_Exercise instructions_.
a. Decide whether each statement agrees with the text on BEEPDatapath child classes. Answer yes or no for each, and quote the words of the text that decide it.
(i) In the code example, the raw column "steptime" is mapped to "step_time".
(ii) The code example assigns the data type "int32" to the "current" column.
(iii) The code example lists "environment_temperature (c)" as a column to ignore.
b. Turn the paragraph starting "DATA_TYPES: Mapping" in the text on BEEPDatapath child classes into a short list that keeps its main facts.
c. Answer these questions from the text on BEEPDatapath child classes.
(i) Which class does MyCyclerDatapath inherit from?
(ii) What column does the code example add for ISO-formatted date times?
(iii) What example of a raw column to ignore does the description of COLUMNS_IGNORE give?

Text block below:

To transparently keep consistent data types and column names, we recommend making the following class attributes in your BEEPDatapath child class:

COLUMN_MAPPING: Maps raw column names to BEEP canonical names
COLUMNS_IGNORE: Raw column names to ignore, if they are not needed (for example, Environmental Temperature (C))
DATA_TYPES: Mapping of BEEP canoncial column name to data type, in pandas-parsable format. For example, if your cycle index should be 32-pt integer, you can include the key-value "cycle_index": "int32" in your DATA_TYPES class attribute.

Code Example - putting it all together¶

Once your from_file method is able to extract the three requirements in the correct format, you should be able to pass those objects to the cls constructor inside of from_file. For example:

import os
import json

import pytz
import pandas as pd

from beep.structure.base import BEEPDatapath


class MyCyclerDatapath(BEEPDatapath):

    COLUMN_MAPPING = {
        "test_time (s)": "test_time",
        "cycle_index": "cycle_index",
        "current (a)": "current",
        "voltage (v)": "voltage",
        "charge_capacity (ah)": "charge_capacity",
        "discharge_capacity (ah)": "discharge_capacity",
        "charge_energy (wh)": "charge_energy",
        "discharge_energy (wh)": "discharge_energy",
        "cell_temperature (c)": "temperature",
        "date_time": "date_time",
        "steptime": "step_time",
        "stepix": "step_index"
    }

    # Columns to ignore
    COLUMNS_IGNORE = ["environment_temperature (c)"]

    # Mapping of data types for BEEP columns
    DATA_TYPES = {
        "test_time": "float64",
        "cycle_index": "int32",
        "current": "float32",
        "voltage": "float32",
        "charge_capacity": "float64",
        "discharge_capacity": "float64",
        "charge_energy": "float64",
        "discharge_energy": "float64",
        "temperature": "float32",
        "date_time": "float32",
        "step_time": "float32",
        "step_index": "int32"
    }


    @classmethod
    def from_file(cls, path, metadata_path=None):

        # some code to get the raw data in BEEP format
        # assuming it does not need to be further augmented
        df = pd.read_csv(path)
        df = df.drop(cls.COLUMNS_IGNORE)
        df.rename(columns=cls.COLUMN_MAPPING, inplace=True)


        # For example, adding a date_time_iso column if not already present
        df["date_time_iso"] = df["date_time"].apply(
            lambda x: x.from_timestamp().replace(tzinfo=pytz.UTC).isoformat()
        )

End of Text block.
Information provided below:

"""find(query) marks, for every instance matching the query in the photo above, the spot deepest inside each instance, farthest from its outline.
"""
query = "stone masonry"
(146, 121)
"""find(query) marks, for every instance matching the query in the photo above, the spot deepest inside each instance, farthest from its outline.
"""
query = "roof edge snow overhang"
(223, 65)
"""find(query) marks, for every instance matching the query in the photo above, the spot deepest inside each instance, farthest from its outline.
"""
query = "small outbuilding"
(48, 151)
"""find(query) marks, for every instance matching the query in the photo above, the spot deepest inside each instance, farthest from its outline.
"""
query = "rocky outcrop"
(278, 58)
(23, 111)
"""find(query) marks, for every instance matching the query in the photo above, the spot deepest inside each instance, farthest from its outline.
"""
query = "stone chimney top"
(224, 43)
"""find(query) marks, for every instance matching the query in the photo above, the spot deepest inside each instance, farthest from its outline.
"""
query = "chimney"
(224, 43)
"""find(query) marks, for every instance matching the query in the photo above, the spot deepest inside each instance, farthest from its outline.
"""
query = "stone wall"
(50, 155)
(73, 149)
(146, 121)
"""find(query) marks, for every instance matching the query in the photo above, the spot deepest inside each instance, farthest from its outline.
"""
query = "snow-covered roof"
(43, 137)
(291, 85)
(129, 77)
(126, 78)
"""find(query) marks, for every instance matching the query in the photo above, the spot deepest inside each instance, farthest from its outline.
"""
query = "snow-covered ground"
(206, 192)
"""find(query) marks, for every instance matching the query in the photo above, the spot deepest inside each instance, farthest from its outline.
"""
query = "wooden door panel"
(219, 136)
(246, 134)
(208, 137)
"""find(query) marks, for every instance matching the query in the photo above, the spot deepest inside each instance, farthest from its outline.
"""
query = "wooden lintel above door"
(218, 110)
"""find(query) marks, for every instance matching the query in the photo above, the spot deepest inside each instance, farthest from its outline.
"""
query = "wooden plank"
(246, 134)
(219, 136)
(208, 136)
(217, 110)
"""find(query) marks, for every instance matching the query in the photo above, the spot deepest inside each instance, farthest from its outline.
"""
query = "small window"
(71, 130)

End of Information provided.

_Answers to this exercise_.
a.
(i) Yes: "steptime": "step_time"
(ii) No: "current": "float32"
(iii) Yes: COLUMNS_IGNORE = ["environment_temperature (c)"]

b.
- DATA_TYPES maps each BEEP canonical column name to a data type.
- The data types are written in a format that pandas can parse.
- Example: if the cycle index should be a 32-pt integer, include the key-value "cycle_index": "int32" in the DATA_TYPES class attribute.

c.
(i) BEEPDatapath
(ii) date_time_iso
(iii) Environmental Temperature (C)